= ENTRIES SUPPLIED =

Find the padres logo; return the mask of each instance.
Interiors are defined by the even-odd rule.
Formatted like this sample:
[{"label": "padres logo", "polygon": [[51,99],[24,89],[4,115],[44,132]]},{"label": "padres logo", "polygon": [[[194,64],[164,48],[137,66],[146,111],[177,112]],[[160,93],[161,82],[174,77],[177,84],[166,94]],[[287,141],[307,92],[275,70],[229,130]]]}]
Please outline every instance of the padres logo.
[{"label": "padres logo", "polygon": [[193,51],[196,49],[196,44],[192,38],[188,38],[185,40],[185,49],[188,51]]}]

= WHAT THE EXERCISE ASKS =
Rewrite all the lines above with "instance" replaced by "occurrence" wherever it occurs, and change nothing else.

= TASK RESPONSE =
Find the padres logo; return the mask of each occurrence.
Interiors are defined by the even-odd rule.
Formatted like this sample:
[{"label": "padres logo", "polygon": [[51,99],[24,89],[4,115],[44,132]]},{"label": "padres logo", "polygon": [[[194,64],[164,48],[137,66],[146,111],[177,112]],[[160,93],[161,82],[174,77],[177,84],[166,94]],[[287,141],[307,92],[275,70],[229,130]]]}]
Please outline every occurrence of the padres logo.
[{"label": "padres logo", "polygon": [[193,51],[196,49],[196,44],[192,38],[188,38],[185,40],[185,49],[188,51]]}]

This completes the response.